BEGIN Text provided

Karatofski v. Hampton

237 P. 17 | Wash. | 1925

The plaintiff, R.H. Karatofski, brought this action to foreclose certain loggers' liens which had been assigned to him. The Industrial Loan and Investment Company filed a complaint in intervention seeking foreclosure of a stumpage lien and a general judgment. The trial court sustained the right to foreclose the loggers' liens, denied foreclosure of the claimed stumpage lien, and entered a general judgment in favor *140 of the Industrial Loan and Investment Company for the sum of $1,770.95 and against S.W. Hampton and Hildegard Hampton, his wife, as well as against certain of the defendants. This was both a joint and several judgment against the community and against Hampton and wife individually. The appeal is by Hampton and wife. The issue is whether the respondent, the Industrial Loan and Investment Company, was entitled to any judgment against them, and, if so, in what amount.

The facts may be summarized as follows: The respondent was the owner of a certain quarter section of timber land in Pierce county. The Orting Lumber Company, a corporation, was the owner of a sawmill located at Orting in that county. On March 23, 1923, the respondent contracted to sell the quarter section of timber land to the Orting Lumber Company and to S.W. Hampton and wife. The agreement recites that the parties of the second part are the "Orting Lumber Company, a corporation organized under the laws of the state of Washington, with its principal place of business at Orting, Pierce County, therein, and S. Wade Hampton and Hildegard Hampton, his wife." The purchase price was $4,850 and was to be paid at the rate of $808.35 per month. From the timber cut from the land covered by the contract it was agreed that $3 per thousand feet should be applied to the payments which the contract called for. The language of the contract on this matter is as follows:

"And it is Further Agreed between the parties hereto that in consideration of the premises the parties of the second part will immediately begin to remove the timber from the property hereinbefore described and shall pay to the party of the first part the sum of Three ($3.00) Dollars per thousand feet therefor, which amount shall be applied by the party of the first part upon the purchase price of said land and timber." *141

This agreement was signed as follows: "Industrial Loan Investment Company, By J.G. Newbegin, its President. Attest Elva R. Schroeder, Its Secretary. Orting Lumber Company, By S. Wade Hampton, Its President. Attest W.E. Hampton, Its Secretary. S. Wade Hampton. Hildegard Hampton."

END Text provided
BEGIN Data lines

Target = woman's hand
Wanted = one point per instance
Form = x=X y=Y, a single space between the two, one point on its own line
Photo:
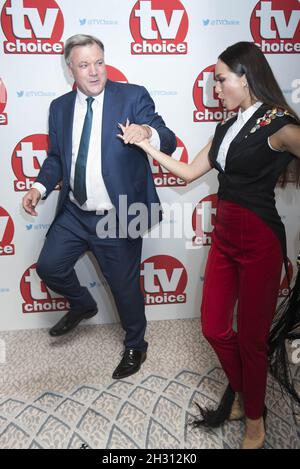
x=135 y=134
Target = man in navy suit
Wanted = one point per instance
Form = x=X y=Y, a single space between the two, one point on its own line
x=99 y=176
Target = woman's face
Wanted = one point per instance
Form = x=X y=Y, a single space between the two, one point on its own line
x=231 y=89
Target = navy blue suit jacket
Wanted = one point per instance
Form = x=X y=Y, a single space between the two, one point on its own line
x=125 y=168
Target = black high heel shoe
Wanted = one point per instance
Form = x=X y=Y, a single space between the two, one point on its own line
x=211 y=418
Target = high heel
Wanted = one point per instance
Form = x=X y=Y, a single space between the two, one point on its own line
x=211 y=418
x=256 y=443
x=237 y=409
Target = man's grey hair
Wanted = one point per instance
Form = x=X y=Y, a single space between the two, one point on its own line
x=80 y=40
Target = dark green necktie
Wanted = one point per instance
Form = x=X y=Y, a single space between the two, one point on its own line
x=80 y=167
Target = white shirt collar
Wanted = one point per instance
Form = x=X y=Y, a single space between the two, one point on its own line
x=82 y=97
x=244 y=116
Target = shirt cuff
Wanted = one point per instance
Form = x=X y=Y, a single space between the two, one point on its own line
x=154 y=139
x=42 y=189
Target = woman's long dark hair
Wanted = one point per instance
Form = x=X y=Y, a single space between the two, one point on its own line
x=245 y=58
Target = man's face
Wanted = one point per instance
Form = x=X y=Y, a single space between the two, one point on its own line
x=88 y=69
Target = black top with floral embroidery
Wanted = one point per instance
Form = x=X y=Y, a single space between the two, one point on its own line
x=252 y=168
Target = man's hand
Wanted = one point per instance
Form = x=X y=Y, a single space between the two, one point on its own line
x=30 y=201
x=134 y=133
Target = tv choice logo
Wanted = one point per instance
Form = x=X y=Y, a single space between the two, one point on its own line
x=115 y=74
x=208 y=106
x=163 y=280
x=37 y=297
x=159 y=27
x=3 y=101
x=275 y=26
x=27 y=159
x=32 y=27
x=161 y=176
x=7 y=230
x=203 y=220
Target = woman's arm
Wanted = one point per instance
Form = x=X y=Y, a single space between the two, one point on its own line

END Data lines

Problems:
**1.** In the court case text, what purchase price was set for the quarter section of timber land?
**2.** Convert the lines of the rows, from the first line of the rows up to and including the line containing "x=135 y=134", into a JSON list of strings with one string per line and blank lines omitted. Exclude the pictures.
The court case text and the rows have no connection to each other.

Task-by-task outputs:
**1.** The purchase price was $4,850.

**2.**
[
  "Target = woman's hand",
  "Wanted = one point per instance",
  "Form = x=X y=Y, a single space between the two, one point on its own line",
  "Photo:",
  "x=135 y=134"
]